*** Opening Records for the task ***

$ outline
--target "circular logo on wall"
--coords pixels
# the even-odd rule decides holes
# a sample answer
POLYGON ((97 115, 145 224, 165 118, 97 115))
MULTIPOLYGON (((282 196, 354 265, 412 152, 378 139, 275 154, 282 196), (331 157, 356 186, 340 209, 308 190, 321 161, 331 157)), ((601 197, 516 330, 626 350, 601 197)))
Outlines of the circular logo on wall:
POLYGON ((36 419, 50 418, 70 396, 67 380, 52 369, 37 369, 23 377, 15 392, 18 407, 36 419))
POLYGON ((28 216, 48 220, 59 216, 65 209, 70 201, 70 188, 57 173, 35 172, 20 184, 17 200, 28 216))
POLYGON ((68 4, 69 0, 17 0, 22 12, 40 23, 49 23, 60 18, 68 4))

*** Closing Records for the task ***

Work to complete: An exact copy of every entry is required.

Your solution:
$ outline
--target "circular logo on wall"
--coords pixels
# the even-odd rule decides holes
# a sample answer
POLYGON ((97 115, 145 224, 165 118, 97 115))
MULTIPOLYGON (((282 196, 354 265, 412 152, 378 139, 275 154, 282 196), (331 157, 356 186, 340 209, 308 190, 321 161, 331 157)), ((601 197, 516 330, 626 350, 601 197)))
Outlines of the circular logo on wall:
POLYGON ((36 419, 50 418, 70 396, 67 380, 52 369, 37 369, 23 377, 15 392, 18 407, 36 419))
POLYGON ((28 216, 48 220, 59 216, 65 209, 70 201, 70 188, 57 173, 35 172, 20 184, 17 200, 28 216))
POLYGON ((68 4, 69 0, 17 0, 22 12, 40 23, 49 23, 60 18, 68 4))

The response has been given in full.